DOCUMENT PASSAGE »
═══

United States Court of Appeals, Ninth Circuit
Feb 17, 2022
No. 21-55271 (9th Cir. Feb. 17, 2022)

Opinion

21-55271

02-17-2022

SIGIFREDO QUEZADA IBARRA; JASMIN QUEZADA-PENA, Plaintiffs-Appellants, v. UNITED STATES DEPARTMENT OF STATE; et al., Defendants-Appellees.


NOT FOR PUBLICATION

Argued and Submitted January 13, 2022 Pasadena, California

Appeal from the United States District Court for the Central District of California Fernando M. Olguin, District Judge, Presiding D.C. No. 2:20-cv-01909-FMO-DFM

Before: RAWLINSON and WATFORD, Circuit Judges, and RAKOFF, District Judge.

The Honorable Jed S. Rakoff, United States District Judge for the Southern District of New York, sitting by designation.

MEMORANDUM [*]

Plaintiffs Sigifredo Quezada Ibarra and Jasmin Quezada-Pena challenge the Department of State's policy of refusing to apply the so-called "minor exception" found at 8 U.S.C. § 1182(a)(9)(B)(iii)(I) to those found inadmissible under 8 U.S.C. § 1182(a)(9)(C)(i)(I). The district court held that plaintiffs' statutory claim was barred by the doctrine of consular nonreviewability, and that their constitutional claim failed because they did not allege bad faith conduct by the consular official. We affirm.

1. We need not decide whether plaintiffs' statutory claim is barred by the doctrine of consular nonreviewability. See Allen v. Milas, 896 F.3d 1094, 1102 (9th Cir. 2018) (holding that the doctrine is not a jurisdictional limit). Even assuming that plaintiffs' statutory challenge is reviewable, we conclude that it fails on the merits.

We agree with plaintiffs that 8 U.S.C. § 1182(a)(9)(C) is ambiguous and that the government's interpretation of the statute is entitled to deference, if at all, only under Skidmore v. Swift & Co., 323 U.S. 134 (1944). The government's interpretation is not entitled to deference under Chevron, U.S.A., Inc. v. Natural Resources Defense Council, Inc., 467 U.S. 837 (1984), because it appears only in an interoffice memorandum from United States Citizenship and Immigration Services. See Ketchikan Drywall Services, Inc. v. Immigration & Customs Enforcement, 725 F.3d 1103, 1112-13 (9th Cir. 2013) (granting Skidmore deference to an INS memorandum after considering factors including the thoroughness and validity of the agency's reasoning and its overall power to persuade).

═══

DATA SECTION »
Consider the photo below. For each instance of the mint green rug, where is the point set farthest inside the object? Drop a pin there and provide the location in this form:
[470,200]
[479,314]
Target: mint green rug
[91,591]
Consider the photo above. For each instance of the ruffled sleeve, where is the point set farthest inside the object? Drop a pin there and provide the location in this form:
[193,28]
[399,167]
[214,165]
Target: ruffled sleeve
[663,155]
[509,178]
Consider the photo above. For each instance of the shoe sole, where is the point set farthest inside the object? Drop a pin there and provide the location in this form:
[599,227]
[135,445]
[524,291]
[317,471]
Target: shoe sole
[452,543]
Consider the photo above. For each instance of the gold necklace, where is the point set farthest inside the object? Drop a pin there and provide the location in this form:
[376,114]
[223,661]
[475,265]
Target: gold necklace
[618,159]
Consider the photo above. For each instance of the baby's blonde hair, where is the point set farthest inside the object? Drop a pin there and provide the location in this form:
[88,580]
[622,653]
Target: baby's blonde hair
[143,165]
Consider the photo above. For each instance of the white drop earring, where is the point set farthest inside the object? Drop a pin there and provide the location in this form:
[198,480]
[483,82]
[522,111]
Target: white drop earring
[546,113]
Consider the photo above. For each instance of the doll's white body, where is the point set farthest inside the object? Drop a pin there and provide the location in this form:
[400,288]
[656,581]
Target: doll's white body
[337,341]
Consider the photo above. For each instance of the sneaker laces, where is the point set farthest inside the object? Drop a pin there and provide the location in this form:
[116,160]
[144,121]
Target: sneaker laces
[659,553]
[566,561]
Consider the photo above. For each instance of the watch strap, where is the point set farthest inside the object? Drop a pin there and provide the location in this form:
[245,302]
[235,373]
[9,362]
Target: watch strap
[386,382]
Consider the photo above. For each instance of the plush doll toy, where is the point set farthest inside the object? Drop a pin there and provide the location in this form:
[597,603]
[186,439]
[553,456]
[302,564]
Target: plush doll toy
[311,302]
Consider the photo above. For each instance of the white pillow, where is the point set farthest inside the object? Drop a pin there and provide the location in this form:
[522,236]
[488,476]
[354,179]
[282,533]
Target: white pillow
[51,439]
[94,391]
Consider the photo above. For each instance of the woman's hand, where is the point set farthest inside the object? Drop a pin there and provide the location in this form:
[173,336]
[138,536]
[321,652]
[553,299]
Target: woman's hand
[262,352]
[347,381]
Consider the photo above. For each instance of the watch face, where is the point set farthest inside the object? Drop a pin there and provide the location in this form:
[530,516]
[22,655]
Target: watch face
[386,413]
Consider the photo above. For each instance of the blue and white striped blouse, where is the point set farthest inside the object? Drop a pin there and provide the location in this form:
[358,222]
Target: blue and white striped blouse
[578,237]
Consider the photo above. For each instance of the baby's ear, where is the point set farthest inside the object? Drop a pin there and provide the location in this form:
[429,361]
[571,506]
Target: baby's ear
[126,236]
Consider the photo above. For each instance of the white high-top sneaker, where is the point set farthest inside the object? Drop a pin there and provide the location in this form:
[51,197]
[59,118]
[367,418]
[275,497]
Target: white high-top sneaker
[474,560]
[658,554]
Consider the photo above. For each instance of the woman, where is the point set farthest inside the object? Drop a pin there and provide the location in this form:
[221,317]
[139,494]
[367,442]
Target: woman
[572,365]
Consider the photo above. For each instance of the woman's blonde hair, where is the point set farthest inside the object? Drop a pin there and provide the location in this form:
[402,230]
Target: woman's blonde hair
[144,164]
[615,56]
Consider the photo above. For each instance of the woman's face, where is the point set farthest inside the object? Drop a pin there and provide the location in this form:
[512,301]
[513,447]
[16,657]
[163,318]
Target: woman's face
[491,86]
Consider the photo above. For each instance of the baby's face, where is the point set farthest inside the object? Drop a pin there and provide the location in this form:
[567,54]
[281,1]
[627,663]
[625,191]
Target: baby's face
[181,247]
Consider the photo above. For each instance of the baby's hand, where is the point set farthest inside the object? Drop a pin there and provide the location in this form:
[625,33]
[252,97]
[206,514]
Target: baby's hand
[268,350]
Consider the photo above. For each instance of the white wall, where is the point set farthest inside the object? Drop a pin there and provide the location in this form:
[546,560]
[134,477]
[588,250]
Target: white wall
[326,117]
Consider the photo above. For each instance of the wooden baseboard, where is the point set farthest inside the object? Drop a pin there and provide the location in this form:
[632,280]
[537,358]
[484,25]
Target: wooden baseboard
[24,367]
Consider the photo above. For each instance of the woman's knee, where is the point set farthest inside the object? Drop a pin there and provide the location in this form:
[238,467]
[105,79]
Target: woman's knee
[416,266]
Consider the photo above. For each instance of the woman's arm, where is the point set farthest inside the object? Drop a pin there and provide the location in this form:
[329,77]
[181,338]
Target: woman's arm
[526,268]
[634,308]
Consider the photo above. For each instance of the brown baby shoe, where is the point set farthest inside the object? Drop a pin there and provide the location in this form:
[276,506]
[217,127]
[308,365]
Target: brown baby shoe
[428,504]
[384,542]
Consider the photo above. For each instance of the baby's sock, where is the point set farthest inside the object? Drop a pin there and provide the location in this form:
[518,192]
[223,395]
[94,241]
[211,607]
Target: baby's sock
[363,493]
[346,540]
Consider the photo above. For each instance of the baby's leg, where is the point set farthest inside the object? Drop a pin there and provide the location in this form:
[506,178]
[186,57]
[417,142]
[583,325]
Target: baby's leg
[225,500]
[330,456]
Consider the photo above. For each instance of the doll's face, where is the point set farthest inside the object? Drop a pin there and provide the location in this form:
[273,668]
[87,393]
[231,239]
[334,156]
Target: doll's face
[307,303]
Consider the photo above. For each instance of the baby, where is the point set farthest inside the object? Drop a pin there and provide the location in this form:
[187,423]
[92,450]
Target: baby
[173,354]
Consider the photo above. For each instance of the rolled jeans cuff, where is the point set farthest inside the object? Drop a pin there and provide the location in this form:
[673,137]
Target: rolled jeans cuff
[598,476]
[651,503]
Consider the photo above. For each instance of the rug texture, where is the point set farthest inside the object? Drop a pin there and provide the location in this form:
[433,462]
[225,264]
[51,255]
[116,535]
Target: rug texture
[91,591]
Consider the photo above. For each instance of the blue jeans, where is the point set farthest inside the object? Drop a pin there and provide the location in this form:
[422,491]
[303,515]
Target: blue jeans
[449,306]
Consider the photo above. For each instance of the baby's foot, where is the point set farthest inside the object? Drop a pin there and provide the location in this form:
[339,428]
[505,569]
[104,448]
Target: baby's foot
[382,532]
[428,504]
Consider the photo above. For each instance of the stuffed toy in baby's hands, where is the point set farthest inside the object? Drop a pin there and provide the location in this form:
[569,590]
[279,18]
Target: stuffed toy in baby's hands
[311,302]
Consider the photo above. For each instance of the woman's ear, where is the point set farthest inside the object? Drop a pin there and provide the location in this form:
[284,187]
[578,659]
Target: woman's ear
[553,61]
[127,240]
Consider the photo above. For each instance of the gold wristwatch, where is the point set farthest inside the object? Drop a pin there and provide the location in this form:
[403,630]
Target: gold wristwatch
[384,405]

═══

GOALS »
A. In the court memorandum, why isn't the government's interpretation entitled to Chevron deference?
B. Condense the paragraph of the court memorandum that begins "Plaintiffs Sigifredo Quezada Ibarra and Jasmin Quezada-Pena challenge" into a short list, keeping its main facts.
The rows aren't needed for this.

RESULTS OF THE EXERCISE »
A. It appears only in an interoffice memorandum from United States Citizenship and Immigration Services.

B.
- Plaintiffs Sigifredo Quezada Ibarra and Jasmin Quezada-Pena challenge the Department of State's policy of refusing to apply the "minor exception" (8 U.S.C. § 1182(a)(9)(B)(iii)(I)) to those found inadmissible under 8 U.S.C. § 1182(a)(9)(C)(i)(I).
- The district court held that the doctrine of consular nonreviewability barred their statutory claim.
- It held that their constitutional claim failed because they did not allege bad faith conduct by the consular official.
- The appeals court affirms.